----- TEXT EXCERPT -----

If we hated Winston Churchill, we loved Roosevelt for supporting us. In 1942, President Roosevelt sent a personal envoy, Averell Harriman, to liaise with Churchill, and he promptly began an affair with the attractive Pamela Churchill, the wife of Winston's son Randolph. The British establishment did not seem to mind the liaison, as it might help "drag" America into the war. "To have FDR's personal representative, the man charged with keeping Britain safe, sleeping with the Prime Minister's daughter-in-law was a wonderful stroke of luck," said Lord Beaverbrook. But the establishment did resent Harriman's pressure for India's freedom. The disastrous collapse in the Far East had made Britain heavily dependent on Roosevelt, who was not amused by the irony of Churchill claiming to fight a war on behalf of freedom yet making no concessions for freedom to the second-largest country in the world.

In the end, Churchill had to resort to a lie to get Roosevelt off his back. He telegraphed Roosevelt under his famous code name, "Former Naval Person," informing him that "he had no wish to allow Indian Muslims to be governed by the Congress Caucus and Hindu priesthood when 75 percent of the Indian soldiers were Muslim." This was clearly false--the truth was that less than 35 percent of the Indian army was Muslim, and Gandhi and Nehru's Congress freedom movement was by no stretch of the imagination a Hindu priesthood. At any rate, Roosevelt was unmoved. Churchill had to agree to dispatch a political mission--the Cripps Mission--to India a few days after the fall of Rangoon. It failed and Churchill was delighted. He said to FDR, "I feel absolutely satisfied we have done our utmost." However, Roosevelt did not think so. He knew that Churchill had stacked the deck against the mission. He telegraphed Churchill to try again, saying that Britain's unwillingness "to concede to the Indians the right of self-government was at the root of failure." Churchill was so furious that he released a "string of cuss words, which lasted for two hours in the middle of the night."

One of the intriguing "what-ifs" of history is that if the Japanese had succeeded in overrunning India, we might have been tempted to follow the successful Japanese model of export-led economic development after Independence, much like the Asian tigers. At the very least, it might have been a foil to British Fabian thinking, which did us incalculable harm. One can now say with some conviction that Fabian socialism failed everywhere, and that the Japanese model succeeded everywhere (notwithstanding East Asia's troubles a few years ago). The fact, of course, is that we also inherited a democracy from Britain. If it came to a trade-off between East Asian capitalism and liberal democracy, most Indians today would still opt for democracy. However, there need not have been a trade-off. If Nehru had not been mesmerized by the Soviet Union's economic success, or if Indira Gandhi had changed course when Korea and Taiwan did and opened our economy in the late 1960s, we might have lifted our growth rate and become an economic success without in the least bit compromising democracy.
Men like my grandfather and my father were typical of a new professional middle class that emerged in the nineteenth century under British rule with the introduction of the English language and Western education. This class produced not only clerks for the East India Company but also lawyers, teachers, engineers, doctors, bureaucrats--all the new professions that were required to run a country. Since passing an exam was the only barrier to entering this class, its members came from various castes and backgrounds. Although opportunities were open to all, the upper castes were the first to seize them and hold on to them. Once they learned English, acquired an education, and cleared an exam, rewards and prestige were showered upon them. They became the new elite and closed ranks.

----- LISTED ENTRIES -----

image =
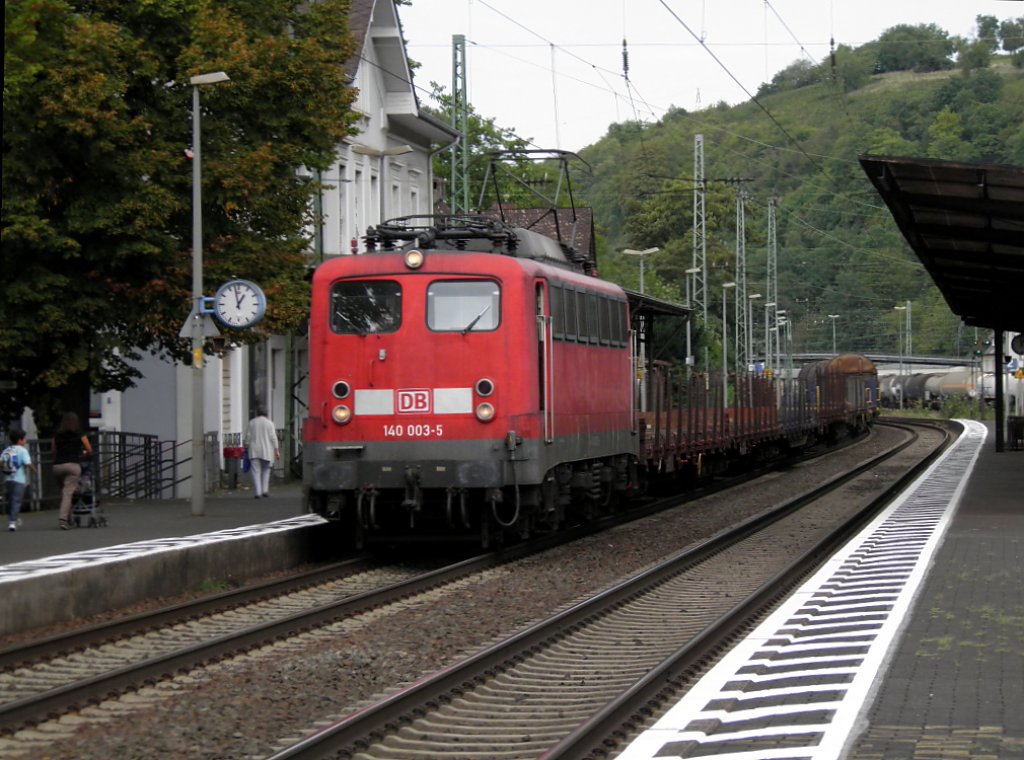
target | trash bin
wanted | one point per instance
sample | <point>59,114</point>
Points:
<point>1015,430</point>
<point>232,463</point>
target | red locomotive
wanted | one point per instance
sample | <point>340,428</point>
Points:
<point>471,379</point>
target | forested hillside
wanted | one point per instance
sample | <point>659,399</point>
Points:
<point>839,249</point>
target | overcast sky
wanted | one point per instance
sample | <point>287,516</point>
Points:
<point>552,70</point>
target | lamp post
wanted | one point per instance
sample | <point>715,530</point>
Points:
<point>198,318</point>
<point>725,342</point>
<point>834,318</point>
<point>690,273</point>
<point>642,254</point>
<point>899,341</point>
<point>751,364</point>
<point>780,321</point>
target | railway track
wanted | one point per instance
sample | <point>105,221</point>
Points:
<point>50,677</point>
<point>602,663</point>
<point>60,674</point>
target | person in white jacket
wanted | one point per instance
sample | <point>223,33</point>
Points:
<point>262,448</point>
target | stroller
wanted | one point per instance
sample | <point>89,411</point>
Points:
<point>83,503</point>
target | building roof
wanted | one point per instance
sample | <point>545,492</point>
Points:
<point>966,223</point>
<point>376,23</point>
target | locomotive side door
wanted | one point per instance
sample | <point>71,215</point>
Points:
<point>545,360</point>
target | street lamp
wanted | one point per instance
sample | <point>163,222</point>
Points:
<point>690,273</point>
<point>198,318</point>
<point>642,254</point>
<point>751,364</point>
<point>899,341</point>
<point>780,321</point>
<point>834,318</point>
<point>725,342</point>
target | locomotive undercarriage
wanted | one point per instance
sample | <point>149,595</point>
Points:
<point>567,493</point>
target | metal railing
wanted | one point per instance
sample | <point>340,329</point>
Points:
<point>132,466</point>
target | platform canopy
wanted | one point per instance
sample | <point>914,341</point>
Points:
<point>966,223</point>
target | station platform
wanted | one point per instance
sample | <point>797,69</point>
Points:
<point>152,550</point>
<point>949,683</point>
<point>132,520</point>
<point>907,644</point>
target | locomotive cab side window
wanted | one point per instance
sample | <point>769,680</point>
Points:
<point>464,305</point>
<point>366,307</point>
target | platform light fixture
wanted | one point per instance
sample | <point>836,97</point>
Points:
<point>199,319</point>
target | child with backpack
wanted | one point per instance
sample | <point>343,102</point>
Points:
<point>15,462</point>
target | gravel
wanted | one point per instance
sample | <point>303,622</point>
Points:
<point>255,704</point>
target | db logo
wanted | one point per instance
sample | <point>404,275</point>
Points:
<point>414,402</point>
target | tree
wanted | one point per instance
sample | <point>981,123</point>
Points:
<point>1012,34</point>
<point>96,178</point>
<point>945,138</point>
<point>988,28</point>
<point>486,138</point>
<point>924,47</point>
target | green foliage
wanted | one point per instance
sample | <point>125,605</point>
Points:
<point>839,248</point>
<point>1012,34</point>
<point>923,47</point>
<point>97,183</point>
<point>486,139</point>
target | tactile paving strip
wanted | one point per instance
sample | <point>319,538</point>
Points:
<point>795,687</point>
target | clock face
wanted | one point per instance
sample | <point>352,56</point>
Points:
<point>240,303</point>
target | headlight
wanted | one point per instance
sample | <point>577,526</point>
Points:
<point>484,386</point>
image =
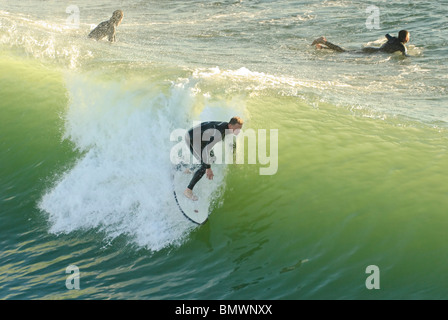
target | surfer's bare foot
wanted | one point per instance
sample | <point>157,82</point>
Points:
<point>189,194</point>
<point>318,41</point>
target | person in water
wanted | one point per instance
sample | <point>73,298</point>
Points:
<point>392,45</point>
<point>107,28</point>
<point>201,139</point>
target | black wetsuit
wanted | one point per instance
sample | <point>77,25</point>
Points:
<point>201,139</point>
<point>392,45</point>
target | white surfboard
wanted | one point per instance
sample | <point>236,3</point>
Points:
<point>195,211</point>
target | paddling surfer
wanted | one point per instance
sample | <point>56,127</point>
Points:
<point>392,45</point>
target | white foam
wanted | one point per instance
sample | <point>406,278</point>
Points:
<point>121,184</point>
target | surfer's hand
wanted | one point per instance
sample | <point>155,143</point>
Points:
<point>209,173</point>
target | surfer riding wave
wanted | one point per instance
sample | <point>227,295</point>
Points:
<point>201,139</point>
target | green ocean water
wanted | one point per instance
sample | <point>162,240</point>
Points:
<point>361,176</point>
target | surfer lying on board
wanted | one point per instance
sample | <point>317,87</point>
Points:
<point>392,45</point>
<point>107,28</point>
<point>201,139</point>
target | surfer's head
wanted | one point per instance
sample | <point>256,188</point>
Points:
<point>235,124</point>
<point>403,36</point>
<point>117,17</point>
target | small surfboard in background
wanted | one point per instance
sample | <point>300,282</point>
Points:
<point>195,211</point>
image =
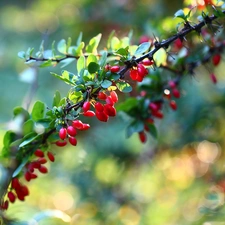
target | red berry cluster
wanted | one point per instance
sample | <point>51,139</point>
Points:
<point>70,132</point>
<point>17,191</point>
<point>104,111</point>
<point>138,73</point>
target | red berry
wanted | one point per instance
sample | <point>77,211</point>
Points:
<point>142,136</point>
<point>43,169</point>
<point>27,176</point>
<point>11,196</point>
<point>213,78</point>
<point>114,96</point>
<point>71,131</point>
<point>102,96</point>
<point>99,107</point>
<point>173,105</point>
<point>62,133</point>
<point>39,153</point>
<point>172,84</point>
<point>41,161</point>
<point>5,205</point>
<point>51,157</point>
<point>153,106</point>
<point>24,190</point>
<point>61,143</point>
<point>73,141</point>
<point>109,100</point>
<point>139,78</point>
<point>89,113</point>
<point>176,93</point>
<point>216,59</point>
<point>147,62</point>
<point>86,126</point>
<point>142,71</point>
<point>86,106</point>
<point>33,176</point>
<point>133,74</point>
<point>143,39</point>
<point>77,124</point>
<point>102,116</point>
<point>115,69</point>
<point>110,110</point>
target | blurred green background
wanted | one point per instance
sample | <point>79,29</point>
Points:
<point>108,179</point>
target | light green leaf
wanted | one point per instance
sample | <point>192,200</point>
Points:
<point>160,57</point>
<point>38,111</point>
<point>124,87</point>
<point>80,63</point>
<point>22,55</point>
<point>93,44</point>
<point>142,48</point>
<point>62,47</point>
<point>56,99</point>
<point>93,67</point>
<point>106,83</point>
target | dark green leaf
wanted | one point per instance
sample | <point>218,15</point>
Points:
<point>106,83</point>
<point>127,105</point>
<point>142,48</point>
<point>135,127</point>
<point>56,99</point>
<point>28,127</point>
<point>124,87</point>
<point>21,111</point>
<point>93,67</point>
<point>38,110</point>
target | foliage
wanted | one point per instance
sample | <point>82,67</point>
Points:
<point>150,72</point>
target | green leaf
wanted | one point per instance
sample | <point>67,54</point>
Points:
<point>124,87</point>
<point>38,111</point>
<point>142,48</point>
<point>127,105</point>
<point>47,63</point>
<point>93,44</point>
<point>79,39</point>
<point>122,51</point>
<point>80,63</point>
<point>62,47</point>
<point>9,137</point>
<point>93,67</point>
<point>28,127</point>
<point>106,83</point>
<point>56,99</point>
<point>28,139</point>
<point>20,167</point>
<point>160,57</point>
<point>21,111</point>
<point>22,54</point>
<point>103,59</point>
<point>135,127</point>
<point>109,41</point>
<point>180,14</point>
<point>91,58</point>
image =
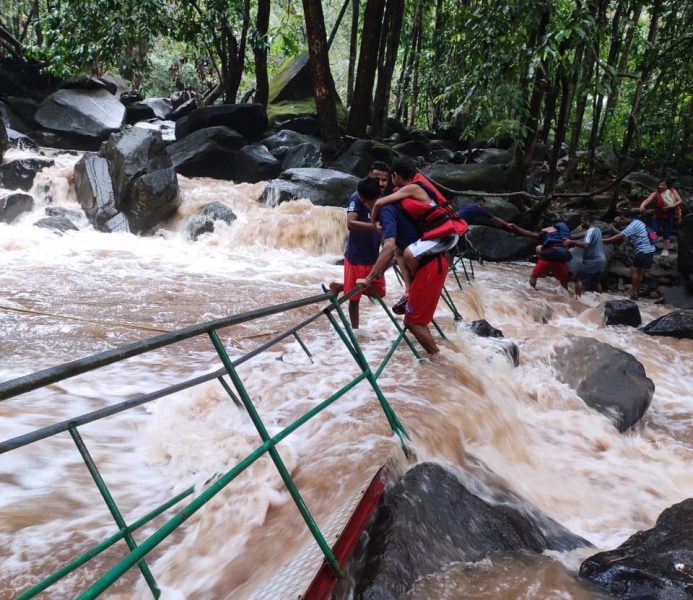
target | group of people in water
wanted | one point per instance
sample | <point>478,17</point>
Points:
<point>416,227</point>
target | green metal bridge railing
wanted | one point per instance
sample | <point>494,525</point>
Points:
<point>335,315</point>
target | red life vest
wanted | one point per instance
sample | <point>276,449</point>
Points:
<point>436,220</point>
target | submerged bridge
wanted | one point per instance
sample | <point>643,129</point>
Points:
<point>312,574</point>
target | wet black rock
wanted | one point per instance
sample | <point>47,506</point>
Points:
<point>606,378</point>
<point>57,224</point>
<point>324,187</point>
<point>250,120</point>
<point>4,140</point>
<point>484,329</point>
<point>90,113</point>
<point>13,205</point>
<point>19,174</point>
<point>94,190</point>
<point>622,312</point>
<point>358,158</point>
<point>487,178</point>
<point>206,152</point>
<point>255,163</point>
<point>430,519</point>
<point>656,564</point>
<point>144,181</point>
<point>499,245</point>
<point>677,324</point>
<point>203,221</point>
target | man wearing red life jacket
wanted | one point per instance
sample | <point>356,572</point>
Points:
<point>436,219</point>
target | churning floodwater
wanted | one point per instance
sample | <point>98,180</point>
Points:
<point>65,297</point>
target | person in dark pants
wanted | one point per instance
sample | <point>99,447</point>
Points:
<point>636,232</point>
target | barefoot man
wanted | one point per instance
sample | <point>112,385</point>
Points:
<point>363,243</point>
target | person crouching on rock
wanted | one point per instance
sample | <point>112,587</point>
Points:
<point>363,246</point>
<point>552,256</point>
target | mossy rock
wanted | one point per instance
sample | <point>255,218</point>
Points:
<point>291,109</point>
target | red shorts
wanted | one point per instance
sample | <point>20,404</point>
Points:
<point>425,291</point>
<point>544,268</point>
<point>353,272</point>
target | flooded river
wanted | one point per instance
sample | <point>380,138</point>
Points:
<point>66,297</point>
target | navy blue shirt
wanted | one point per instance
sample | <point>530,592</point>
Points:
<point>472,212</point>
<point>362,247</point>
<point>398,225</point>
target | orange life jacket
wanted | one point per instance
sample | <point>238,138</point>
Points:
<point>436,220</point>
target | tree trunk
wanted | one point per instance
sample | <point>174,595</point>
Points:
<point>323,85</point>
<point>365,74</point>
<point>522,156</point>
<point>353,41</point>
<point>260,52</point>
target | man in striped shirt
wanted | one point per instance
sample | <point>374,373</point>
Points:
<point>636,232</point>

-----

**GIVEN TASK 1**
From the sentence beginning "This class produced" in the excerpt on Churchill, Roosevelt and India, list every profession named.
**GIVEN TASK 2**
Please copy word for word the part of the excerpt on Churchill, Roosevelt and India that opens with the words containing "Men like my" and closes with "and closed ranks.".
These rows have nothing to do with the text.

**FULL RESPONSE 1**
clerks, lawyers, teachers, engineers, doctors, bureaucrats

**FULL RESPONSE 2**
Men like my grandfather and my father were typical of a new professional middle class that emerged in the nineteenth century under British rule with the introduction of the English language and Western education. This class produced not only clerks for the East India Company but also lawyers, teachers, engineers, doctors, bureaucrats--all the new professions that were required to run a country. Since passing an exam was the only barrier to entering this class, its members came from various castes and backgrounds. Although opportunities were open to all, the upper castes were the first to seize them and hold on to them. Once they learned English, acquired an education, and cleared an exam, rewards and prestige were showered upon them. They became the new elite and closed ranks.